== Short task ==
Reproduce all of the material below word for word, omitting the pictures.

== Data for this task ==
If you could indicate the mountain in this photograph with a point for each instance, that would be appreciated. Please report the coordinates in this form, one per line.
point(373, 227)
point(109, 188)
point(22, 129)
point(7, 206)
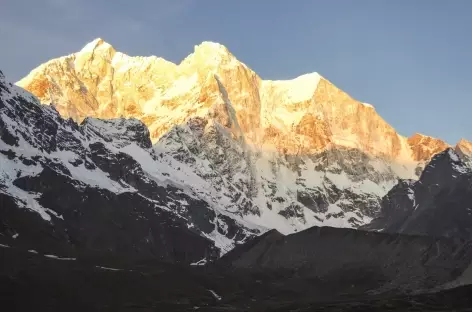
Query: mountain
point(343, 260)
point(99, 186)
point(438, 204)
point(277, 154)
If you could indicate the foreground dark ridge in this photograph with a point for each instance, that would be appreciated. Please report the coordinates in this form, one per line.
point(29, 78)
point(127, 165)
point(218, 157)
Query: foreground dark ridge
point(336, 269)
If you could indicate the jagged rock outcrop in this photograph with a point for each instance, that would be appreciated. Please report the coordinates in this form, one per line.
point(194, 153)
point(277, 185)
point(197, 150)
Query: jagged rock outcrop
point(438, 204)
point(98, 186)
point(280, 154)
point(464, 150)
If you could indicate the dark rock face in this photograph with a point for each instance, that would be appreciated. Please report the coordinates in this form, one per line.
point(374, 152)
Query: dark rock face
point(66, 187)
point(439, 204)
point(269, 273)
point(354, 261)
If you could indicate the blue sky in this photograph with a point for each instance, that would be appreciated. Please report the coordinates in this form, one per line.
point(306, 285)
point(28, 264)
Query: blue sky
point(411, 59)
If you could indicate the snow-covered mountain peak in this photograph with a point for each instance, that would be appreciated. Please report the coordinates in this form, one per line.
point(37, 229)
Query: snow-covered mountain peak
point(279, 154)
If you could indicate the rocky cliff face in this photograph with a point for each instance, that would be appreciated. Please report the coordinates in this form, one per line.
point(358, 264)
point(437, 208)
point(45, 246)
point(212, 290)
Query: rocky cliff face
point(279, 154)
point(438, 204)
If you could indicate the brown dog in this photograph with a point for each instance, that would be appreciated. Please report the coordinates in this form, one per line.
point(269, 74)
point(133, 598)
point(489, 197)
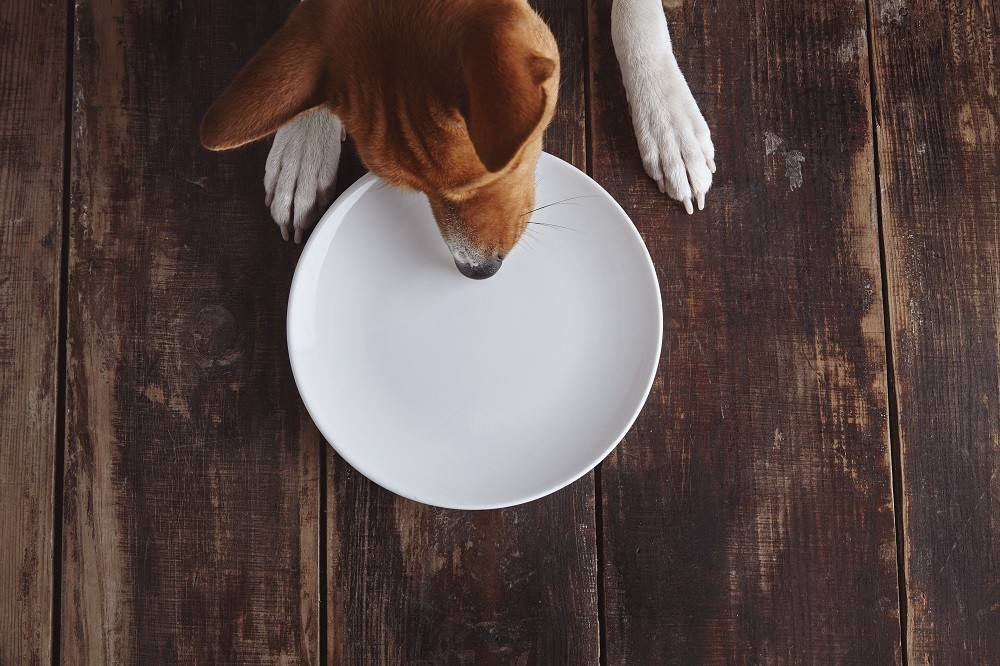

== Task answer ==
If you could indicate the mountain in this photograph with a point for each instance, that would be appreciated. Please report the coordinates in this form, one per line.
point(373, 227)
point(109, 188)
point(22, 129)
point(7, 206)
Query: mountain
point(343, 260)
point(99, 186)
point(438, 204)
point(277, 154)
If you could indicate the foreground dark ridge in this photograph with a point for each instance, that would be appreciated. Please report the coordinates in this form, one per line.
point(29, 78)
point(127, 165)
point(218, 157)
Query: foreground dark ridge
point(336, 269)
If you could indicate the jagged rock outcrop in this photograph with a point for each instance, that would be appreciated. Please report the coordinates in this form, one per line.
point(194, 153)
point(277, 185)
point(197, 150)
Query: jagged rock outcrop
point(438, 204)
point(98, 186)
point(280, 154)
point(464, 150)
If you could indicate the dark rock face in this photograph with a point for each instance, that would be appreciated. Please report the coordinates in this form, one per line.
point(374, 152)
Query: dark rock face
point(66, 187)
point(439, 204)
point(269, 273)
point(354, 261)
If you could indicate the blue sky in this photograph with a point for each instance, that would be appreciated. Please report the coordinates in this form, one per line.
point(306, 285)
point(28, 264)
Query: blue sky
point(411, 59)
If you could indicate the snow-covered mountain peak in this photograph with a point for each instance, that would be appreciated. Please report the coordinates in this form, one per line.
point(37, 229)
Query: snow-covered mountain peak
point(279, 154)
If you could indicate the rocky cliff face in this photograph with a point for each instance, that would be appreciated. Please report the coordinates in this form, one per line.
point(358, 264)
point(437, 208)
point(45, 246)
point(212, 290)
Query: rocky cliff face
point(279, 154)
point(438, 204)
If you could indicate the brown dog in this photograph with a point for each instance, that would be appreciated. Please report the coordinates in this form, one per line.
point(269, 74)
point(133, 598)
point(489, 197)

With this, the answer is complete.